--- Record excerpts ---

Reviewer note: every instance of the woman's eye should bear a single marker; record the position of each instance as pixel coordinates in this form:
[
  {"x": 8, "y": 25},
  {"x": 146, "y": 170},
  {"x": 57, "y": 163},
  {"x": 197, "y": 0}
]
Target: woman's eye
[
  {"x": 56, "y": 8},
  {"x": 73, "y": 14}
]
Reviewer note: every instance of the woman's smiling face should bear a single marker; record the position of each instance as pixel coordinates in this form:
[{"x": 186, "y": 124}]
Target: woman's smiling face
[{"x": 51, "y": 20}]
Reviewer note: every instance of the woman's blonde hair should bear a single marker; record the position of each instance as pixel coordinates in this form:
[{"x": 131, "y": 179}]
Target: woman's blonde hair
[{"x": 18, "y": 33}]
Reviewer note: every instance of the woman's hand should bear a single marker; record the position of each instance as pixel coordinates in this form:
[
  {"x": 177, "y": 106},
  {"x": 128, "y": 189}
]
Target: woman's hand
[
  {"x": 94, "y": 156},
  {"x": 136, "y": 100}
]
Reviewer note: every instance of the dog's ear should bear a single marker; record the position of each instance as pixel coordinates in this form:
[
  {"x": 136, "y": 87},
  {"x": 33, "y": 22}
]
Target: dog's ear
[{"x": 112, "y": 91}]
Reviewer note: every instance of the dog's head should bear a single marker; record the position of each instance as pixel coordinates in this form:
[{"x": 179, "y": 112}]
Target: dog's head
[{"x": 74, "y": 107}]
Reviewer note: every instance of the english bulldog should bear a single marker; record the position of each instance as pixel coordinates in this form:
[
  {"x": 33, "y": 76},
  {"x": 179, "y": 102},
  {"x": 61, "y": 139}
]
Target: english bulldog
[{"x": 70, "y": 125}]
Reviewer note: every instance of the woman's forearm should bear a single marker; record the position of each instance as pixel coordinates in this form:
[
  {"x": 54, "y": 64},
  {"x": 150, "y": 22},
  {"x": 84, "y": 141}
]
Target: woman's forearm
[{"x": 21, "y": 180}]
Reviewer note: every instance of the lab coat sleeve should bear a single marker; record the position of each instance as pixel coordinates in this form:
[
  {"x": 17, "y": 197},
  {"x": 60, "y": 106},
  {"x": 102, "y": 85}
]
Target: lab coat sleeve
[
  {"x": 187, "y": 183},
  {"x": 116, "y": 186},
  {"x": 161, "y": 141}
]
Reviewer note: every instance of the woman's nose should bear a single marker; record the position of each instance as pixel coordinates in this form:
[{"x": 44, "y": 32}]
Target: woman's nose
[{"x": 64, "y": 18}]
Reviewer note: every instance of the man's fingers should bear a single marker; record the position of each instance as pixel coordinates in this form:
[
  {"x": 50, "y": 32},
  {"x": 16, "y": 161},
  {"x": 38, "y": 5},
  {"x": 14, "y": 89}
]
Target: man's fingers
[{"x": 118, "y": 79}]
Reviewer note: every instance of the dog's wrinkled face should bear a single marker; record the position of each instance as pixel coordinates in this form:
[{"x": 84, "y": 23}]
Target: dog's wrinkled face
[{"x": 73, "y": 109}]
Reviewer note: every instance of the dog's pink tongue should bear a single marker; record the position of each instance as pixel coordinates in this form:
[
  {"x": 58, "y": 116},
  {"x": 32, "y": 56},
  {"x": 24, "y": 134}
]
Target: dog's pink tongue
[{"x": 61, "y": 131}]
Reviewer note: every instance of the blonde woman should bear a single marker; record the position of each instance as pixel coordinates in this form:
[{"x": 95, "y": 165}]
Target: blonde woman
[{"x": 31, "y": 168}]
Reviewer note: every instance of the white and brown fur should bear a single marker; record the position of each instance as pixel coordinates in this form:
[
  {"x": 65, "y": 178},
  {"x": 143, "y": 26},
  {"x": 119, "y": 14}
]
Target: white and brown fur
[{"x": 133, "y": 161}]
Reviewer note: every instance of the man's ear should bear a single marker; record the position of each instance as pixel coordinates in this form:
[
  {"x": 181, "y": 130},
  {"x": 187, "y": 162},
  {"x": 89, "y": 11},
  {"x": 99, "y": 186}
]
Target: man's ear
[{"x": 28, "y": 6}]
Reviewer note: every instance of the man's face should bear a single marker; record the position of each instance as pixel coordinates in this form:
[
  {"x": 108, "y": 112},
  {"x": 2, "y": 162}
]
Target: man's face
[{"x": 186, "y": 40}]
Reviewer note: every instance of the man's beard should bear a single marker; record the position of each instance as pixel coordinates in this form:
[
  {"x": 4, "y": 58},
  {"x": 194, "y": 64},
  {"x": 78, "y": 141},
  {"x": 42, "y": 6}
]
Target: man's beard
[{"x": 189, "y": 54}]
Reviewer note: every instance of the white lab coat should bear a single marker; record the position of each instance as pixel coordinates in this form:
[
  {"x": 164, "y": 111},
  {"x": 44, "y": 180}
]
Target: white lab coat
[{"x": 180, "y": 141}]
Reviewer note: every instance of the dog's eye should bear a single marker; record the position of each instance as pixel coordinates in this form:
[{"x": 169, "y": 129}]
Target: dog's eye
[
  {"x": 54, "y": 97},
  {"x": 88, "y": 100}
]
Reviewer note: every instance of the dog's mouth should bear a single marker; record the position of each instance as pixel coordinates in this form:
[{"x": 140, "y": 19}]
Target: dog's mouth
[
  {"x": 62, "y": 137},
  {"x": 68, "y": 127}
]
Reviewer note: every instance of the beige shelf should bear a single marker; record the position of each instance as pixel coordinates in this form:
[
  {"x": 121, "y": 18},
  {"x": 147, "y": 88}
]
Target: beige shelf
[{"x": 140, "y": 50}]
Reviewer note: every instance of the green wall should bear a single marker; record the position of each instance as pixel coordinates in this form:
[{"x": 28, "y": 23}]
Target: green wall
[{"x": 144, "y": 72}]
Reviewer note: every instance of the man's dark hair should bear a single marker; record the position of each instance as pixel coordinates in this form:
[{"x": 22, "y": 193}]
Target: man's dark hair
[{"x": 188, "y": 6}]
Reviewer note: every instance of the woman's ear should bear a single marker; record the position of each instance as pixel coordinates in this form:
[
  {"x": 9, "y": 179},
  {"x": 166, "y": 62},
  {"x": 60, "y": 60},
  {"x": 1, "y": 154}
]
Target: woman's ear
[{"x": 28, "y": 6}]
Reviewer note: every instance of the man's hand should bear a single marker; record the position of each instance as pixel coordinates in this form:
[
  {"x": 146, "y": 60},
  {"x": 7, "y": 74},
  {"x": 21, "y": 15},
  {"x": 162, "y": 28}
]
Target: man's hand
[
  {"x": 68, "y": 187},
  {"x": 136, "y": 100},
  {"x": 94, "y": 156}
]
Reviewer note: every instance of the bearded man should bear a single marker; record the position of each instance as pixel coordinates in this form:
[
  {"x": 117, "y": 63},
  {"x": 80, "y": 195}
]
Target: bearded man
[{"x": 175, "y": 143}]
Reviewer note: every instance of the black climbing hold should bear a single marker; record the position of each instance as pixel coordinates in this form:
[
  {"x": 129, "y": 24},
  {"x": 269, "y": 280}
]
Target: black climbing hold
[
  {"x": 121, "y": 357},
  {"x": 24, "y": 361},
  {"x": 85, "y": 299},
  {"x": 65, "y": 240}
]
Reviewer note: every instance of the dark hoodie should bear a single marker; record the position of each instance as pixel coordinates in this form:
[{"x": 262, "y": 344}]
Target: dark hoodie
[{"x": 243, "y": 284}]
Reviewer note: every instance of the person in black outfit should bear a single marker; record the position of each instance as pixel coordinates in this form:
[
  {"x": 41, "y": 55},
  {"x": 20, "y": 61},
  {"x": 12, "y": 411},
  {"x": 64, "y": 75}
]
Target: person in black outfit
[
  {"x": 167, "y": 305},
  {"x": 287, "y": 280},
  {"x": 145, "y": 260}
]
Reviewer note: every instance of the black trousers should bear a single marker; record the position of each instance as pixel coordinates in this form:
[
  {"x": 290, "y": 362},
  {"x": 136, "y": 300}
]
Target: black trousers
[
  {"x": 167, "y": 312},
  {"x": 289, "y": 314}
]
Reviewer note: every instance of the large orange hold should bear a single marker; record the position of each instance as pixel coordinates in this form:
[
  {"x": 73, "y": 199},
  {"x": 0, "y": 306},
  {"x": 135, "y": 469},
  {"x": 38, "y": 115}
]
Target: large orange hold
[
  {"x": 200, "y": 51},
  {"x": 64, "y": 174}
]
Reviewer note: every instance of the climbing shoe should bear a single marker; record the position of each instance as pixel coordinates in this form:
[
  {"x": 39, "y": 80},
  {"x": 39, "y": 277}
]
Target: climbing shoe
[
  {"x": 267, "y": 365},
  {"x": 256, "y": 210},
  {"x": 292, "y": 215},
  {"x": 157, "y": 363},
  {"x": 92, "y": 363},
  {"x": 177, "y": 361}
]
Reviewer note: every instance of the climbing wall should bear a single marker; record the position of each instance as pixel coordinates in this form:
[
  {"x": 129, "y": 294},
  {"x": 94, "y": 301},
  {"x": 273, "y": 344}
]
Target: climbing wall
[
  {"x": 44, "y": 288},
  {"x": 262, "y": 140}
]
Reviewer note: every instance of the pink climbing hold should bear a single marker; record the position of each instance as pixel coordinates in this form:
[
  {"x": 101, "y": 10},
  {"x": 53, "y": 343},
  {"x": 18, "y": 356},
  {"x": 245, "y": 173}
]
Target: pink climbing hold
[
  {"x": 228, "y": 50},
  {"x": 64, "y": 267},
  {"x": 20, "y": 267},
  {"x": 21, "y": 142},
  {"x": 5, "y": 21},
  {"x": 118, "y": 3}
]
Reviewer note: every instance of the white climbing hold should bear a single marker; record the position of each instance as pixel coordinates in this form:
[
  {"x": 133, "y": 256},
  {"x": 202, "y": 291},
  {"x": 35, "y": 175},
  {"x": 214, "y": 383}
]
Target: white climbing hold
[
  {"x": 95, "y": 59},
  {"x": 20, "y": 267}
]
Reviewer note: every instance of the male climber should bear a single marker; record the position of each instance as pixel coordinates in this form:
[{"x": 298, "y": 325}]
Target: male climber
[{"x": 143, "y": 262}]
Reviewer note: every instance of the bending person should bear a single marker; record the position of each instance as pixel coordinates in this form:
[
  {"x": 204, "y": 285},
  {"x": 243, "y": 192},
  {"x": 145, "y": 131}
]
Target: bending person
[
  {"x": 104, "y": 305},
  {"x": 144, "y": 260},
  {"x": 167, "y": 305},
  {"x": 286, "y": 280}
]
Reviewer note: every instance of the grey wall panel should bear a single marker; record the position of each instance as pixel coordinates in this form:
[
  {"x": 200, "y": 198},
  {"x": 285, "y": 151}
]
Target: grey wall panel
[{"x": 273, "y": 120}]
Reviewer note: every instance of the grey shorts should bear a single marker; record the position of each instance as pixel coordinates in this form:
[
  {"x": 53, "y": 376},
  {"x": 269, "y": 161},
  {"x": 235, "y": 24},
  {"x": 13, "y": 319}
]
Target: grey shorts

---

Assignment: Check each line of the data above for the word "shorts" and copy the ones where it is found.

Solution to the exercise:
Reviewer note: every instance of the grey shorts should bear a single marker; record the position of each instance as pixel coordinates in this form:
Target: grey shorts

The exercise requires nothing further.